> Vorliegender Text:
Die DDP über Schlingensiefs neues Talkshowprojekt „Die Piloten“
Den Kosmos des Christoph Schlingensief bevölkern Kleinwüchsige, Behinderte, gecastete Laiendarsteller, aber auch der eine oder andere Promi. Während in seiner letzten großen Arbeit «Kaprow City» Ex-Partygirl Jenny Elvers-Elbertzhagen ganz groß raus kam, versammelt der einem Theaterskandal nie abgeneigte Regisseur Schlingensief in seiner neuen Talkshow Schauspieler und Intellektuelle, Behinderte und Hilfspersonal, einen Mediziner und einen «gemieteten» Künstler Jonathan Meese. Am Montagabend startete Schlingensief zehn Jahre nach seinem erfrischend provokanten «Talk 2000» eine neue Ausgabe der Show in der Berliner Akademie der Künste.

> Gelesenes anwenden:
• a. Wiederhole aus dem Text über Schlingensiefs Talkshow wortgetreu die Stelle zwischen „Die DDP über“ und „Akademie der Künste.“, beide eingeschlossen.
• b. Wo startete Schlingensief laut dem Text über seine Talkshow am Montagabend die neue Ausgabe der Show?
• c. Führe den Text über Schlingensiefs Talkshow im Anschluss an seinen letzten Satz fort.
Die Einträge werden zur Bearbeitung nicht benötigt.

> Aufgeführte Einträge:
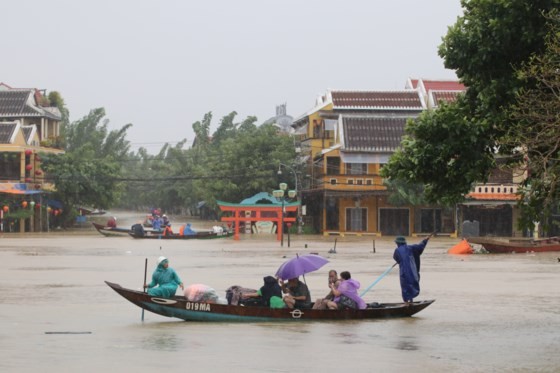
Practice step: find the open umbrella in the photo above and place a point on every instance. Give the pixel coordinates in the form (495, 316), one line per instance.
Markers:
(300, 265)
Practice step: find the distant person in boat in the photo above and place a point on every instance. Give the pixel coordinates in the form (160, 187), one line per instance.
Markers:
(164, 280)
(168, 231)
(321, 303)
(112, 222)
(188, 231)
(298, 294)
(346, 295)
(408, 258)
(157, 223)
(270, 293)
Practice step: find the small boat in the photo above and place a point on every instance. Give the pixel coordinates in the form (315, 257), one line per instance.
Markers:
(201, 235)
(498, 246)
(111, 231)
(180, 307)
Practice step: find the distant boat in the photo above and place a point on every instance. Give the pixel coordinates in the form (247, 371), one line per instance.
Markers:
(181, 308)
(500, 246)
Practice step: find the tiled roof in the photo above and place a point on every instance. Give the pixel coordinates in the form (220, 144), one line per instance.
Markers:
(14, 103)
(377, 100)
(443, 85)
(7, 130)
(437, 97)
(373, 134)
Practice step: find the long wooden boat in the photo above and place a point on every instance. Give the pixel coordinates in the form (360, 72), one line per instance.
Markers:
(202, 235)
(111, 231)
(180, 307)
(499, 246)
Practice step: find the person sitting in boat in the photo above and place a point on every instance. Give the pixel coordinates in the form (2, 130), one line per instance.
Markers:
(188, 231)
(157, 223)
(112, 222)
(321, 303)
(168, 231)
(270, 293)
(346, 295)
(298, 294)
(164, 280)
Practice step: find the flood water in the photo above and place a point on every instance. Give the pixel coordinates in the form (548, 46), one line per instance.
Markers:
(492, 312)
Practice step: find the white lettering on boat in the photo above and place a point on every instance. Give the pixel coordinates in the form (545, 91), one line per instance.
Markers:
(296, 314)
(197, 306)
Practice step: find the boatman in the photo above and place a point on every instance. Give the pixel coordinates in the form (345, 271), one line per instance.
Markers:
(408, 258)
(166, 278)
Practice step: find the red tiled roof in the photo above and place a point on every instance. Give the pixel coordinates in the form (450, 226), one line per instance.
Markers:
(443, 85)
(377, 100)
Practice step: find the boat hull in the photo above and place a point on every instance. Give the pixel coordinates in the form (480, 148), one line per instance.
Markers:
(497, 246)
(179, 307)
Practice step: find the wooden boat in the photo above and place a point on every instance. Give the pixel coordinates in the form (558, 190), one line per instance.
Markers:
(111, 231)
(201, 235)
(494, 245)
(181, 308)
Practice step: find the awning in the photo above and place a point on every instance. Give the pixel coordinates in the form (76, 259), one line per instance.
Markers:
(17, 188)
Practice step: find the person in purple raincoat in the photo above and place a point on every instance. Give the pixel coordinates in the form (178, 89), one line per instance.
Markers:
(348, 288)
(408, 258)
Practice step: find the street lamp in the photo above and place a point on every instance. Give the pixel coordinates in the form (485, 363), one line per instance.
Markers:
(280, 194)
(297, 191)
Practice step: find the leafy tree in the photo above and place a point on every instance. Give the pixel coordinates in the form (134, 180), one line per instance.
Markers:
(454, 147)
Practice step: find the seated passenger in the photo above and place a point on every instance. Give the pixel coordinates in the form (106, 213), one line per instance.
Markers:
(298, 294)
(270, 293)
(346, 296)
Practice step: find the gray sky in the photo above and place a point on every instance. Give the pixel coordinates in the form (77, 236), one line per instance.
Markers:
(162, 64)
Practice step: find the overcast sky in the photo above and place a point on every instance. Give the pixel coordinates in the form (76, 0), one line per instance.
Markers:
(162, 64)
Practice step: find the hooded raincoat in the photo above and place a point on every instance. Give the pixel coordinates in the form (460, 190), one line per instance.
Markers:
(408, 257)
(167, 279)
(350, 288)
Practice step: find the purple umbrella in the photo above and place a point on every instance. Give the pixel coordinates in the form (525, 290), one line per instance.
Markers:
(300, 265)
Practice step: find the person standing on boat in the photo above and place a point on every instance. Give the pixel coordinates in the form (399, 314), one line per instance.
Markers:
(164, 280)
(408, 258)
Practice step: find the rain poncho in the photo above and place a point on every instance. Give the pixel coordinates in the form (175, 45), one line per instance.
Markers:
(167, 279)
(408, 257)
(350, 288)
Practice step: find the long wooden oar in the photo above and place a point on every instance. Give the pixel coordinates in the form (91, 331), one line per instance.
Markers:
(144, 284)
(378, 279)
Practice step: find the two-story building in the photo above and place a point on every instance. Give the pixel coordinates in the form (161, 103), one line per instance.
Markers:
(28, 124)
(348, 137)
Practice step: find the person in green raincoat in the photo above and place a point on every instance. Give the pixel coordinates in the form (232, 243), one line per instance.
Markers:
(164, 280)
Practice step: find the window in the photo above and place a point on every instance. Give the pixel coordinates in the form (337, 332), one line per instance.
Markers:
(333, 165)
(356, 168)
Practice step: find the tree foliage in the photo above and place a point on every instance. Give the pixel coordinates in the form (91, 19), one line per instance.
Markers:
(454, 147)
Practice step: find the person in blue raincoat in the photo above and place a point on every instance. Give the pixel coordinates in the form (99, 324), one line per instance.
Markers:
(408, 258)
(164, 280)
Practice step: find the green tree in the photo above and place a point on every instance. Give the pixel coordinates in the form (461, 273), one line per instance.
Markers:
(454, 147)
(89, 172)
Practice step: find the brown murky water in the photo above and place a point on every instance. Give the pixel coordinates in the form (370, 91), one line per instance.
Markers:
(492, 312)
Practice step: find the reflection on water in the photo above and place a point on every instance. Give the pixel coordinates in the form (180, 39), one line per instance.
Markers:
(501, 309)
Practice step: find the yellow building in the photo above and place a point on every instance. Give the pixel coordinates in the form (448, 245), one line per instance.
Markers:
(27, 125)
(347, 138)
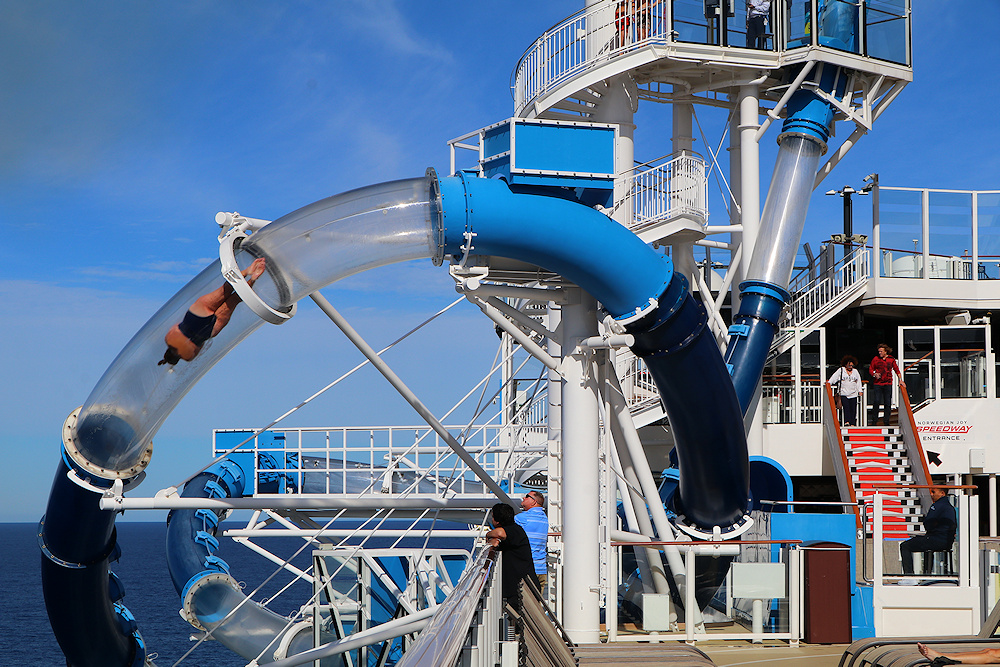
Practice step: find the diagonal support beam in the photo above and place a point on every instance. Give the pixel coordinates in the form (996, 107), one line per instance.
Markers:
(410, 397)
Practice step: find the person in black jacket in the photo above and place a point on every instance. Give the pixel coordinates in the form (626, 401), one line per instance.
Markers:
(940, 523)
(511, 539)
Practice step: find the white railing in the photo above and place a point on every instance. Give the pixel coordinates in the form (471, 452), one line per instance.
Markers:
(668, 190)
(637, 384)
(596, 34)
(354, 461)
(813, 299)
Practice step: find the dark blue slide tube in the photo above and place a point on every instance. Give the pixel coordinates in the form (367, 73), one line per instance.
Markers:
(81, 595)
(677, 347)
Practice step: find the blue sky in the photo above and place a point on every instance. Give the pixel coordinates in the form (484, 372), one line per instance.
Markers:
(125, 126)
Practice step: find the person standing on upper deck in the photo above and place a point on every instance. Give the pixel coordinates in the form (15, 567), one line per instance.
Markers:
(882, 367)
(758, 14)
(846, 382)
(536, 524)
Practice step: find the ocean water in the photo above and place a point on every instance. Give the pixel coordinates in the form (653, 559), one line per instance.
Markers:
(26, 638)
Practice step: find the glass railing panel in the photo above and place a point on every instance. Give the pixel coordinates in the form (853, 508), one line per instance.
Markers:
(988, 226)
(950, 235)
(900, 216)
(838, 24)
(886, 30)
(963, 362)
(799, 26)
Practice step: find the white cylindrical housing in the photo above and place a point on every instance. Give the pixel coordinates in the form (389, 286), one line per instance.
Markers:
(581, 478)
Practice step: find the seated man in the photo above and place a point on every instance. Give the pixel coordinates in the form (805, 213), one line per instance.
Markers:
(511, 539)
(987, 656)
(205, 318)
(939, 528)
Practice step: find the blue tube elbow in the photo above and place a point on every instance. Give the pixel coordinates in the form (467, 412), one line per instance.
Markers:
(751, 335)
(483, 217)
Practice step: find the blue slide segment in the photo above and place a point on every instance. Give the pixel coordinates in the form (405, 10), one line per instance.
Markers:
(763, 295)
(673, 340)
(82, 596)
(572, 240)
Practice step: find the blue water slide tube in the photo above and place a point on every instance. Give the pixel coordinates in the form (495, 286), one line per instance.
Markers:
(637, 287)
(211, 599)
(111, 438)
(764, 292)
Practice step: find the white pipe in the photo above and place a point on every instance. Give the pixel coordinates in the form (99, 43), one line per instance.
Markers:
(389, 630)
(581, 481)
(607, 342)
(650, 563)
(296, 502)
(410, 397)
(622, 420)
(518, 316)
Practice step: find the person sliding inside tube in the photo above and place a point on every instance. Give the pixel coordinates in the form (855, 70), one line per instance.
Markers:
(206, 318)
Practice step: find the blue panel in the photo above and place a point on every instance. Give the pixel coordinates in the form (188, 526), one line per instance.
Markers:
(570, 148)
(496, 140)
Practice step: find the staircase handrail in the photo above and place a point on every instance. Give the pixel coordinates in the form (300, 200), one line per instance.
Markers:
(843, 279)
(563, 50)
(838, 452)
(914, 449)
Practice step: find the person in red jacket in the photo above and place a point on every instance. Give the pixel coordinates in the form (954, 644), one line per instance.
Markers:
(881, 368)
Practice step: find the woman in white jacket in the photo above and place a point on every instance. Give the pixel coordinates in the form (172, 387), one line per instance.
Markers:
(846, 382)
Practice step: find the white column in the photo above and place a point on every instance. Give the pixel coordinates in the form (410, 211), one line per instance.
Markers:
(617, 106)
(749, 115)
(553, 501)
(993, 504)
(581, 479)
==
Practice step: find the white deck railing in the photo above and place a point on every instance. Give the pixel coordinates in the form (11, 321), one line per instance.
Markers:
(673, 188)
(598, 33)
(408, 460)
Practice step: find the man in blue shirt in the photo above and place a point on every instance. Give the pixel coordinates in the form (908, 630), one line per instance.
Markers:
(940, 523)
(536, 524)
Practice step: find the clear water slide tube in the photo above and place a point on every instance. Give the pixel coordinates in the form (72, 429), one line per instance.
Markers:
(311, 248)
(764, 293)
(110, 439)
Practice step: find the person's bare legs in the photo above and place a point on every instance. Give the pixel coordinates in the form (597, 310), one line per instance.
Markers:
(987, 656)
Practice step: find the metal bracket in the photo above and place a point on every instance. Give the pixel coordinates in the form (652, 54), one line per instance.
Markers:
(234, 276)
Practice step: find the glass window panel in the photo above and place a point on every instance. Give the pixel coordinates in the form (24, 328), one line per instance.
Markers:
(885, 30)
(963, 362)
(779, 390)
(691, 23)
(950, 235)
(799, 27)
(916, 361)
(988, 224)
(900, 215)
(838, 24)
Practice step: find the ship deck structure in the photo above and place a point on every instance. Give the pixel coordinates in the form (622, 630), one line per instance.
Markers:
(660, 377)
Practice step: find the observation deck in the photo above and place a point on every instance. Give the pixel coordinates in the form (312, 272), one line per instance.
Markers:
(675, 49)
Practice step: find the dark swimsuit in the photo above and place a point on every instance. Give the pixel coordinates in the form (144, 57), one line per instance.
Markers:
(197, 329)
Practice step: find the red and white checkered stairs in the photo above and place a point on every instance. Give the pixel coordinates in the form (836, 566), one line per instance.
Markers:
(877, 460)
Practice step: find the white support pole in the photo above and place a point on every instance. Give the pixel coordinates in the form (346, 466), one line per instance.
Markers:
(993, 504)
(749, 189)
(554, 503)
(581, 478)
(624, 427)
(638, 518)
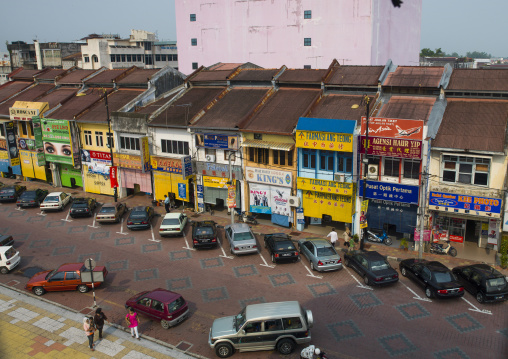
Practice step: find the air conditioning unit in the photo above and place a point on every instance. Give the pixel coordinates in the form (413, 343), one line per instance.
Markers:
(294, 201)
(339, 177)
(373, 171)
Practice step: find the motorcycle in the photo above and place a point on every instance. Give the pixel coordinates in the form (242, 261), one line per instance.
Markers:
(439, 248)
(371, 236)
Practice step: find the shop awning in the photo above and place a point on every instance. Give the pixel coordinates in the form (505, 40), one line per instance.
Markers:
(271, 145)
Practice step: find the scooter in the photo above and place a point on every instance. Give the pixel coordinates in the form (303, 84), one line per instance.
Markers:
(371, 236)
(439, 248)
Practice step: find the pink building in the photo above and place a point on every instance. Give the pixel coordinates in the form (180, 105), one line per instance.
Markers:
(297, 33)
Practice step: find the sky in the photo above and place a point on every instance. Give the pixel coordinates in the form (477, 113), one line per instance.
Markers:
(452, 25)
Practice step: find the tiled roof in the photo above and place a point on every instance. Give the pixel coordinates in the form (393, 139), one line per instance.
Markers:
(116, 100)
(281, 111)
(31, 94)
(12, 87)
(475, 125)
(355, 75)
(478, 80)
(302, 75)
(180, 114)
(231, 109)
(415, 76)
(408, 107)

> Die Lösungen:
• a.
Die DDP über Schlingensiefs neues Talkshowprojekt „Die Piloten“
Den Kosmos des Christoph Schlingensief bevölkern Kleinwüchsige, Behinderte, gecastete Laiendarsteller, aber auch der eine oder andere Promi. Während in seiner letzten großen Arbeit «Kaprow City» Ex-Partygirl Jenny Elvers-Elbertzhagen ganz groß raus kam, versammelt der einem Theaterskandal nie abgeneigte Regisseur Schlingensief in seiner neuen Talkshow Schauspieler und Intellektuelle, Behinderte und Hilfspersonal, einen Mediziner und einen «gemieteten» Künstler Jonathan Meese. Am Montagabend startete Schlingensief zehn Jahre nach seinem erfrischend provokanten «Talk 2000» eine neue Ausgabe der Show in der Berliner Akademie der Künste.

• b. In der Berliner Akademie der Künste.

• c.
So professionell dürfte es bei Kerner & Co. ebenfalls zugehen: Eine richtige Showband im T-Rex-Glitter-Look («gefördert von der Akademie der Künste mit jährlich 280 000 Euro», preist Schlingensief) macht Krawall, wenn die Gäste angekündigt werden, und natürlich auch, wenn der Starmoderator, ein aufgekratzter Schlingensief in Jeans und Pullover, die Bühne betritt oder etwas vermeintlich besonders Lustiges gesagt hat. Ein sich ständig drehender Kreis transportiert die Talkgäste, die in plüschigen DDR-Sesseln, auf trendigen Bauhaus-Sitzen oder einem Designer-Stuhl von Philippe Starck Platz genommen haben.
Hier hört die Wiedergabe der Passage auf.